[REQUIREMENT]
Rewrite the data from the line containing "the flour dusting" through the final line, both included, as a numbered list with blank lines omitted.

[MATERIAL SHOWN]
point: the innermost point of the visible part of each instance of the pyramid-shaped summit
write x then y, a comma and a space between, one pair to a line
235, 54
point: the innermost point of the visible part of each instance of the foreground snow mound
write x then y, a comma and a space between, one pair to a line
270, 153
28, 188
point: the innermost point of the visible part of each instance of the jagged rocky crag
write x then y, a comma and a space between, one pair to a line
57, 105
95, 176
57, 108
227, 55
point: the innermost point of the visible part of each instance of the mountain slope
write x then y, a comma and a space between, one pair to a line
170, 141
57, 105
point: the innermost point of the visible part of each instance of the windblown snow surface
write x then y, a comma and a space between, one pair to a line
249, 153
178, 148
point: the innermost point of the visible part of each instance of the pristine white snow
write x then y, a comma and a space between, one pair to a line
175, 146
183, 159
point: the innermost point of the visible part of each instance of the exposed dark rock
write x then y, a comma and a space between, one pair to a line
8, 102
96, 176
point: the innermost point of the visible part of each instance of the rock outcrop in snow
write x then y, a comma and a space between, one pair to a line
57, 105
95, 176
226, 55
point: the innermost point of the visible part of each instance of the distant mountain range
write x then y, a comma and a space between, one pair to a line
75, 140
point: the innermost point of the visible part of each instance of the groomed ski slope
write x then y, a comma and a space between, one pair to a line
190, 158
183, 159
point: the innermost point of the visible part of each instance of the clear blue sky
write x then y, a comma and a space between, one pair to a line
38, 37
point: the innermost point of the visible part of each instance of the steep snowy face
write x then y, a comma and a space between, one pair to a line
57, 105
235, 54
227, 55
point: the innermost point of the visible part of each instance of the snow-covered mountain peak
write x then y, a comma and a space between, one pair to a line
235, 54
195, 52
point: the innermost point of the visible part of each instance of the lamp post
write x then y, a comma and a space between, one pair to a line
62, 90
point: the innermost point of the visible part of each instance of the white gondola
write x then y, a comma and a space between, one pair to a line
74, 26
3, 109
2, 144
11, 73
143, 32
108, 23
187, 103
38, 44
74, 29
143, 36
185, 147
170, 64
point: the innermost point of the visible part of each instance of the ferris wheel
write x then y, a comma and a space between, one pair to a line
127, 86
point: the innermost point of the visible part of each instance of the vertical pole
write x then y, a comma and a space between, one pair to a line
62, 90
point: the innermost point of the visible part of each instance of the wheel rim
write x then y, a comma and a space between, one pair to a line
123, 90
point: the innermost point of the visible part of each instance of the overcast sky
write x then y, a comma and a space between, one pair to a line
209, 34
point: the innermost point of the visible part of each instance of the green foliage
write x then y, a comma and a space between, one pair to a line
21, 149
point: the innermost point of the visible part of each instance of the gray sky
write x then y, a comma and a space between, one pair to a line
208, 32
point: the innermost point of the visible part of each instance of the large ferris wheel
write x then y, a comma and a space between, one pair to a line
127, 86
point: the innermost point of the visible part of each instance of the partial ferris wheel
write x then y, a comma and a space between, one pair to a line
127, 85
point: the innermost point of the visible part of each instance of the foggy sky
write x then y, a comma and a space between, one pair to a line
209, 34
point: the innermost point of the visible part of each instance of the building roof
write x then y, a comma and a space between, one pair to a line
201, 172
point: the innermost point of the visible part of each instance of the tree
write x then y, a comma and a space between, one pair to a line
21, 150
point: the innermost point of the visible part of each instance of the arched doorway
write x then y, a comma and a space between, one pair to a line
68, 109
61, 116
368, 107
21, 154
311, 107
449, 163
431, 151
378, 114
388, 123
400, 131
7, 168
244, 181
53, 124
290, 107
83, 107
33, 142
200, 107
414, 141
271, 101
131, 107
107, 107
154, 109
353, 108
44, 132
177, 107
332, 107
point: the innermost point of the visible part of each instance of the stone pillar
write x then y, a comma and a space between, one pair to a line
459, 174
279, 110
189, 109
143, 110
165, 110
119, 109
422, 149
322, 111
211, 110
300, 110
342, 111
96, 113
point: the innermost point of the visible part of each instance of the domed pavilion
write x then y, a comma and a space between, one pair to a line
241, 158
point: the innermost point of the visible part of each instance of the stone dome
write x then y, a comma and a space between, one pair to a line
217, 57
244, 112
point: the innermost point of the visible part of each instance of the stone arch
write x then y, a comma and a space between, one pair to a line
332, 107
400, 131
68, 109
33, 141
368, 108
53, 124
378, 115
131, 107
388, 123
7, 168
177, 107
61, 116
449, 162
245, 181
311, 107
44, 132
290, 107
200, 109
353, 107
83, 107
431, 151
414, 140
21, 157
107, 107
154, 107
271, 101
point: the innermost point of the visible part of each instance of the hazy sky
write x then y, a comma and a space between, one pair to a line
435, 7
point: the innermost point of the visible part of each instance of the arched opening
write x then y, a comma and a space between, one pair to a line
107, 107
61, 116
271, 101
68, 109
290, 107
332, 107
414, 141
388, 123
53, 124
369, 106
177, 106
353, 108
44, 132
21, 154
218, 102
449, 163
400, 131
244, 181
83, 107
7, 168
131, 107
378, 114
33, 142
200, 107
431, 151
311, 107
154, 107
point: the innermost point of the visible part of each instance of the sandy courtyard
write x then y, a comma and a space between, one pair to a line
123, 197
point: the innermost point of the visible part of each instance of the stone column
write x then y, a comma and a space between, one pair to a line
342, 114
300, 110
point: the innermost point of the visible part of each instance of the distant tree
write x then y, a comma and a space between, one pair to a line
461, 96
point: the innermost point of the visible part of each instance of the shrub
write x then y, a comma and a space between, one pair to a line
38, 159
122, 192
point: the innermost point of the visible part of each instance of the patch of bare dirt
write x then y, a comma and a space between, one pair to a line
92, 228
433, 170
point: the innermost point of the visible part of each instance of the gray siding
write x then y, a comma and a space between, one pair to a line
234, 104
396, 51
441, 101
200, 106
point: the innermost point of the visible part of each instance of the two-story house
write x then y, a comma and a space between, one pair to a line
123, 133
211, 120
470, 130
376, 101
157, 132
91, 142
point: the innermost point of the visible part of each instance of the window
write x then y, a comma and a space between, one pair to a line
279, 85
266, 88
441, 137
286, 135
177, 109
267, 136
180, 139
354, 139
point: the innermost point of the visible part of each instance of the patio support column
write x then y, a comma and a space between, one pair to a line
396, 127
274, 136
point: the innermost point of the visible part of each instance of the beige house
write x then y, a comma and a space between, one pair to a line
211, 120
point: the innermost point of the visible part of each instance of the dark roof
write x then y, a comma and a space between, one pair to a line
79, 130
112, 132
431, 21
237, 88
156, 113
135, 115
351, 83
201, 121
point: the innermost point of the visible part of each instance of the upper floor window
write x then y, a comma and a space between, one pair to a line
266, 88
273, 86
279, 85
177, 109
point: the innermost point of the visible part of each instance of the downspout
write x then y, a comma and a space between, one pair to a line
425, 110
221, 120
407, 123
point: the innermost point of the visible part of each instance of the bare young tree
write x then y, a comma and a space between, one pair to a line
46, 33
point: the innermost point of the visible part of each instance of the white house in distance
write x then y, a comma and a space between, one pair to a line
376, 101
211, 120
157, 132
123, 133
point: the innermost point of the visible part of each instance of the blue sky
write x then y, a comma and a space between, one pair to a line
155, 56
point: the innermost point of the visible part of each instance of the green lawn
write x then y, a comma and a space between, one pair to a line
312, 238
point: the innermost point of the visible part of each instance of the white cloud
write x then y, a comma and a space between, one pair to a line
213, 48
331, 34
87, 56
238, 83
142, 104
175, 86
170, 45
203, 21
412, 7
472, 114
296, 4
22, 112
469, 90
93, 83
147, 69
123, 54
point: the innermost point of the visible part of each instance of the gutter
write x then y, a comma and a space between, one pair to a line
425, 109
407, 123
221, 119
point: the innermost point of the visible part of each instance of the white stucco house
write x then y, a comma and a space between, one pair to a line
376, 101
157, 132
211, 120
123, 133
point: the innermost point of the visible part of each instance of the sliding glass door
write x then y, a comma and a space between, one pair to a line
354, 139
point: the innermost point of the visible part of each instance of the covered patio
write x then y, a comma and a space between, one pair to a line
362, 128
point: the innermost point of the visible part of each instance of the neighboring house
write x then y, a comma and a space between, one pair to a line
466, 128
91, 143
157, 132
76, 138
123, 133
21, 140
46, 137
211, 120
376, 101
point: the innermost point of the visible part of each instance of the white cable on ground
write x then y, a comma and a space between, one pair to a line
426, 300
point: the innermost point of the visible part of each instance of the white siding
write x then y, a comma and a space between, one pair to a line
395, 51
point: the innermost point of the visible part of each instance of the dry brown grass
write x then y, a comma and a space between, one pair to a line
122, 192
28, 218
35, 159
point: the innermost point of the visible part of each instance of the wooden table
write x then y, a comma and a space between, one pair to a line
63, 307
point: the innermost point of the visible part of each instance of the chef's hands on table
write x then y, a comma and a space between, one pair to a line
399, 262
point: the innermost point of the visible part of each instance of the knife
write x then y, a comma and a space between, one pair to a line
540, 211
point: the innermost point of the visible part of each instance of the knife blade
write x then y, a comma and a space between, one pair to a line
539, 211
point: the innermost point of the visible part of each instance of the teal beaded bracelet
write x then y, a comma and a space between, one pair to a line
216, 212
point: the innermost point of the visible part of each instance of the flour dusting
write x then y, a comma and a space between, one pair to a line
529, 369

[EXERCISE RESULT]
1. point: the innermost point of the visible part of each instance of the flour dusting
2. write x then y, a comma and a space between, one pair to a line
3. 529, 369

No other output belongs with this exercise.